(A block of data)
★ ★ ★ ★ ★
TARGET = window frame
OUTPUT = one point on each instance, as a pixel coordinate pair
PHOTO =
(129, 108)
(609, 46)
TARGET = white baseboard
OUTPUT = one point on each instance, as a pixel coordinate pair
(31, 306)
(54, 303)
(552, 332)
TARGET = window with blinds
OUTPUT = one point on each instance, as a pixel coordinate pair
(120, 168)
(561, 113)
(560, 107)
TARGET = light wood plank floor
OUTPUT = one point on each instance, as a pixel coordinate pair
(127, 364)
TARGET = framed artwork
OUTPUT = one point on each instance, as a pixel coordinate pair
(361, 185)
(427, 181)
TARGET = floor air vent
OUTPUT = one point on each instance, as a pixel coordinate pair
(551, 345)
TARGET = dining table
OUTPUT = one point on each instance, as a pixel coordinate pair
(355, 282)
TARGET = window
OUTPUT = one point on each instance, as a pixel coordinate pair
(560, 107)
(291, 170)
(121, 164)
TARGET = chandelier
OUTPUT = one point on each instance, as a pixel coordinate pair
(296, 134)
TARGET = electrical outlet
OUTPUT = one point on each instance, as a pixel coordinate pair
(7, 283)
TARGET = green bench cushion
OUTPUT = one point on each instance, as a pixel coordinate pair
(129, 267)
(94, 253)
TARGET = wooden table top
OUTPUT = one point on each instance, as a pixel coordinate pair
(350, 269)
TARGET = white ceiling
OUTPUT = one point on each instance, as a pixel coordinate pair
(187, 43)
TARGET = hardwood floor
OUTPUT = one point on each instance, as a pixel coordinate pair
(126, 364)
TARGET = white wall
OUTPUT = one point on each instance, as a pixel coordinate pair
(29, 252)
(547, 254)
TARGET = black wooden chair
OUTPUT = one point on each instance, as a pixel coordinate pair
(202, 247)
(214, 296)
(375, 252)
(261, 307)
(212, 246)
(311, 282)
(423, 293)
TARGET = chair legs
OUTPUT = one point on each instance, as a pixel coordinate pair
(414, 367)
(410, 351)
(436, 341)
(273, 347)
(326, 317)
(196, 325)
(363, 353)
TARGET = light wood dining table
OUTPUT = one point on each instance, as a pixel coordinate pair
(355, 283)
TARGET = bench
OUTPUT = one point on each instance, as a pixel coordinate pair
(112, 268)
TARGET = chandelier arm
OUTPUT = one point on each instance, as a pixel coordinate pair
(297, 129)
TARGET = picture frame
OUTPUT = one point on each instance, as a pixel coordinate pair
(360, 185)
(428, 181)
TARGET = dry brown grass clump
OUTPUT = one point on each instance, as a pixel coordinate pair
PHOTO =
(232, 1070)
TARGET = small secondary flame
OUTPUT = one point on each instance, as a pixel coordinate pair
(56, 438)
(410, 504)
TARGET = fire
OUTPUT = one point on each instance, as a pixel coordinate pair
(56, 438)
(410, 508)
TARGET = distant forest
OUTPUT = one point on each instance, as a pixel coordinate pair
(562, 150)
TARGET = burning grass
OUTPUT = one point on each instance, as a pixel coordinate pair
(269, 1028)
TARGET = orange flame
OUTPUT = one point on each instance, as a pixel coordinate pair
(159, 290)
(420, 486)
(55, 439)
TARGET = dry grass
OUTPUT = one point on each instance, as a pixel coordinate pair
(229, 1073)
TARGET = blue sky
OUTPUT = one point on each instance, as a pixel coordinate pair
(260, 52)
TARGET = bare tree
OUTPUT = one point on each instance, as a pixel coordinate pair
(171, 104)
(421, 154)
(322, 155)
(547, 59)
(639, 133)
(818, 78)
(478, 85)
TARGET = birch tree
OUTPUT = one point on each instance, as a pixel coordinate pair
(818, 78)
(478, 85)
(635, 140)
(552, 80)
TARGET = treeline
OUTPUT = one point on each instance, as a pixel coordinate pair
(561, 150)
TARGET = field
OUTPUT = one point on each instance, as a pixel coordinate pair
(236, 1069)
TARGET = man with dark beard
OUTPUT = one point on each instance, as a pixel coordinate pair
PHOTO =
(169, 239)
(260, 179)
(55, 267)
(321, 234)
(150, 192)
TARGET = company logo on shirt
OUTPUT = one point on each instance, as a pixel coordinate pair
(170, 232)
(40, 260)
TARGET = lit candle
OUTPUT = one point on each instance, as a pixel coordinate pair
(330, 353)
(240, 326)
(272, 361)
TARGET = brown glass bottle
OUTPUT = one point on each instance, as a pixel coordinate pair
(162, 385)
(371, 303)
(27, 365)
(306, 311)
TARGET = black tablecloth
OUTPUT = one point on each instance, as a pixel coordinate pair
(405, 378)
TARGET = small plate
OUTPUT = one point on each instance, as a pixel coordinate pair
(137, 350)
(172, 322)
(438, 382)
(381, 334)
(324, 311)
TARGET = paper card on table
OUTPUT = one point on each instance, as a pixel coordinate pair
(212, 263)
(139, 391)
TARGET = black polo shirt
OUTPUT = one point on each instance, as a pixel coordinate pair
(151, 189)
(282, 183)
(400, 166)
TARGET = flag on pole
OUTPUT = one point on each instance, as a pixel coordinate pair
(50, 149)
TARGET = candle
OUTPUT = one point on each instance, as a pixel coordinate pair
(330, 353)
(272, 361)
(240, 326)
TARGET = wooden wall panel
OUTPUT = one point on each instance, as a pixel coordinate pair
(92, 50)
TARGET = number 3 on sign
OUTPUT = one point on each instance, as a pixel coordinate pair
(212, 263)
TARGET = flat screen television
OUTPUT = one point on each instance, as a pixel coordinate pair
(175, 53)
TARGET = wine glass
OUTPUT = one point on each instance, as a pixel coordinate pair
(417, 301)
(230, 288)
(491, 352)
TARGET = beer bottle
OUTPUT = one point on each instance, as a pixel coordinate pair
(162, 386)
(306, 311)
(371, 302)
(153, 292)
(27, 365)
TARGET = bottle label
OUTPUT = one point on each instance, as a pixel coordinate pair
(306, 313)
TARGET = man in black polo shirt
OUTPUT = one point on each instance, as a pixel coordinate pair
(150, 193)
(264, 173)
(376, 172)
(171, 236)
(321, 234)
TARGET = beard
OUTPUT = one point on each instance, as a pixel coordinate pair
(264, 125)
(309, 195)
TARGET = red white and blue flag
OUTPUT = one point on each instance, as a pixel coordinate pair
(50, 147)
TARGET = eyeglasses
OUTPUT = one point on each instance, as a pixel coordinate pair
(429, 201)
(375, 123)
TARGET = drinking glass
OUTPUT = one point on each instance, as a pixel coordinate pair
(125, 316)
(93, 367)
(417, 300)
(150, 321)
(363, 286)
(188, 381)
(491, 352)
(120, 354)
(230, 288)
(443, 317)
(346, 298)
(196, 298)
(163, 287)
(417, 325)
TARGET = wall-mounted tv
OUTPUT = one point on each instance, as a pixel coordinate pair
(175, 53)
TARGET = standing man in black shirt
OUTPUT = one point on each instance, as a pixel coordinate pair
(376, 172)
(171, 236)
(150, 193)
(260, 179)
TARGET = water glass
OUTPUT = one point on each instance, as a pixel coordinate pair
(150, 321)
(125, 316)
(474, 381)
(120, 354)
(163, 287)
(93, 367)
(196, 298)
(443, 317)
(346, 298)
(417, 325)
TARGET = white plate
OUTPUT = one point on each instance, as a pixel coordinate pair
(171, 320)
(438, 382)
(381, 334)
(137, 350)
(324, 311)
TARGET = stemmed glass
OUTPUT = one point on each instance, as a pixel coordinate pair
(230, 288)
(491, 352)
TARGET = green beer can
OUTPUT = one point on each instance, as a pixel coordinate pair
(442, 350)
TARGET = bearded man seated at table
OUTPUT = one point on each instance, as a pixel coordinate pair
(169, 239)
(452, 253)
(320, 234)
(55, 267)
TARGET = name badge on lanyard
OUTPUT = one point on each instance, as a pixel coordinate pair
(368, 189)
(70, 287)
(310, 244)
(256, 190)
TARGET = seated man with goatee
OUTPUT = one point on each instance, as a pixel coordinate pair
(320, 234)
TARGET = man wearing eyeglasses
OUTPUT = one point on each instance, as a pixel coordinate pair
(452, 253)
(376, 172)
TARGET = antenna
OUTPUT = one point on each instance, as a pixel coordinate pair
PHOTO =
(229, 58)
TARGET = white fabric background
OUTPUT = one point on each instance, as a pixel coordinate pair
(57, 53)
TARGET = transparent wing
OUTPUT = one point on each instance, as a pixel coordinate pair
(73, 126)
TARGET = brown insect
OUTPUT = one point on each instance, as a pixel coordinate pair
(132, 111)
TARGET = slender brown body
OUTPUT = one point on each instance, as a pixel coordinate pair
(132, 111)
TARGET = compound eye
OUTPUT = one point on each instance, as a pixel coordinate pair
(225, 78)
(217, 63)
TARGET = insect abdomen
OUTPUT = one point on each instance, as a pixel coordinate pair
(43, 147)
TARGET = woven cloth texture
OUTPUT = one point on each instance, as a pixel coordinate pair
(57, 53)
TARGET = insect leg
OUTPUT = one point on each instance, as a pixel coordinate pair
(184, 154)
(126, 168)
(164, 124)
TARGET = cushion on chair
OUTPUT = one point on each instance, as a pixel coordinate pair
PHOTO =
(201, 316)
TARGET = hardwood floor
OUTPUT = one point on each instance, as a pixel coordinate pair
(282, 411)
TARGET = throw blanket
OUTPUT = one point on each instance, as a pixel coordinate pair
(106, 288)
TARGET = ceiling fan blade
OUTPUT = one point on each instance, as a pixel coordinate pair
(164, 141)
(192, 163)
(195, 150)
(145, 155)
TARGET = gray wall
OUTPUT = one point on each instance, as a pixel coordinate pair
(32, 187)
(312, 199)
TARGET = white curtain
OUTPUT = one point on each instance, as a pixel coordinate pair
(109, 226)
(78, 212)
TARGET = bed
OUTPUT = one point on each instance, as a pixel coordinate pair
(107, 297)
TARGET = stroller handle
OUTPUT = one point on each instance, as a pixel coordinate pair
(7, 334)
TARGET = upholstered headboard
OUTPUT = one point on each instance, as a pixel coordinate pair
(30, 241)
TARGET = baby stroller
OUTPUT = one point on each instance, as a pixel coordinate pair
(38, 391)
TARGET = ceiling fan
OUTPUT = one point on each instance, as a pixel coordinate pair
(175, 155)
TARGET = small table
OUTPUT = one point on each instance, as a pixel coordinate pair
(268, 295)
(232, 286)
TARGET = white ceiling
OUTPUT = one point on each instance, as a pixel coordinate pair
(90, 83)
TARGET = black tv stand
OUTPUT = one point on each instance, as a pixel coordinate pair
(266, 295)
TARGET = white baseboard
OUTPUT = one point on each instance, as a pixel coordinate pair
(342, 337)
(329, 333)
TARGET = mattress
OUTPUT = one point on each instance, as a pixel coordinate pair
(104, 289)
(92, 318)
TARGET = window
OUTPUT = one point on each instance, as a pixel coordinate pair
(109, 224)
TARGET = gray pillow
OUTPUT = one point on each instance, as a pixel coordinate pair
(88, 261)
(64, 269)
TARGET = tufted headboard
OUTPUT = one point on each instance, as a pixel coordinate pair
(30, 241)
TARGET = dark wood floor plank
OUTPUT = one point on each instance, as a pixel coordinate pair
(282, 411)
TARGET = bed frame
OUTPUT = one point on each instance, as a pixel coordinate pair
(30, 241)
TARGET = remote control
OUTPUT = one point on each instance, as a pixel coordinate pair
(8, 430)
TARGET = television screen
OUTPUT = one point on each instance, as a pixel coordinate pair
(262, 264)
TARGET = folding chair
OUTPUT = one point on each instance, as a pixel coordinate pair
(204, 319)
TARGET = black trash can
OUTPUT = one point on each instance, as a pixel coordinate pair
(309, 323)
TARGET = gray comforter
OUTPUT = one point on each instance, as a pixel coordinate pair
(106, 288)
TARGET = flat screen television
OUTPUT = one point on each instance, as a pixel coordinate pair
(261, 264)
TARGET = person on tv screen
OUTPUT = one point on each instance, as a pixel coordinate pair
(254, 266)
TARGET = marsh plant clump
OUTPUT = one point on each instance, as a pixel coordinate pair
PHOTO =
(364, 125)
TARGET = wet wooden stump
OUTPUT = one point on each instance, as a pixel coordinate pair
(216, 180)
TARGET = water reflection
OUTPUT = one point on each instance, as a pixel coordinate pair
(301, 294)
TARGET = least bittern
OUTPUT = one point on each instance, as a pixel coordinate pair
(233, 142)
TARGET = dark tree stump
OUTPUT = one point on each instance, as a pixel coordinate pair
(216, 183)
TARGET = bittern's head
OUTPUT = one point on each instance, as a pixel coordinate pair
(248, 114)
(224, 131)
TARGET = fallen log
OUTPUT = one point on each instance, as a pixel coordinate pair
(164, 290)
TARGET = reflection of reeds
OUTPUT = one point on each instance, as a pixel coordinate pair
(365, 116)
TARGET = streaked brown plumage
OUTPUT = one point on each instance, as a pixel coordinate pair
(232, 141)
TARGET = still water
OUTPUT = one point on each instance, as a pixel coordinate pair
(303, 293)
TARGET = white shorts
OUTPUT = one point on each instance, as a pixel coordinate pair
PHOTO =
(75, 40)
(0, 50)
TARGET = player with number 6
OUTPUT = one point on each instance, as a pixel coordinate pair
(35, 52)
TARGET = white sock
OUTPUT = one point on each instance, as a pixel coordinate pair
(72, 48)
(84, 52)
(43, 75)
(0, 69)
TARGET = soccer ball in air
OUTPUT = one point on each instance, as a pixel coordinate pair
★ ★ ★ ★ ★
▸ **Exercise goal**
Rewrite the material from the line with "TARGET = least bittern" through the end, replacing "fallen log" with "sunken log" and keeping everything else the same.

▸ **Full solution**
TARGET = least bittern
OUTPUT = one point on each instance, as a pixel coordinate pair
(233, 142)
TARGET = dark tree stump
OUTPUT = one point on each instance, as a pixel coordinate pair
(216, 183)
TARGET = bittern's head
OUTPUT = one point on each instance, as a pixel coordinate pair
(248, 114)
(224, 131)
TARGET = sunken log
OUTPUT = one point on each instance, as a pixel coordinate pair
(164, 290)
TARGET = reflection of reeds
OUTPUT = one point on each instance, as a pixel coordinate pair
(365, 116)
TARGET = streaked brown plumage
OUTPUT = one point on each instance, as a pixel coordinate pair
(232, 141)
TARGET = still water
OUTPUT = one point on each instance, as a pixel coordinate pair
(303, 293)
TARGET = white shorts
OUTPUT = one point on each instance, as a pixel coordinate pair
PHOTO =
(75, 40)
(0, 50)
TARGET = player with number 6
OUTPUT = one point on each instance, as a pixel coordinate pair
(35, 52)
TARGET = white sock
OUTPUT = one point on each instance, as a pixel coordinate pair
(72, 48)
(84, 52)
(43, 75)
(0, 69)
TARGET = soccer ball in air
OUTPUT = one point on each instance, as a pixel coordinate pair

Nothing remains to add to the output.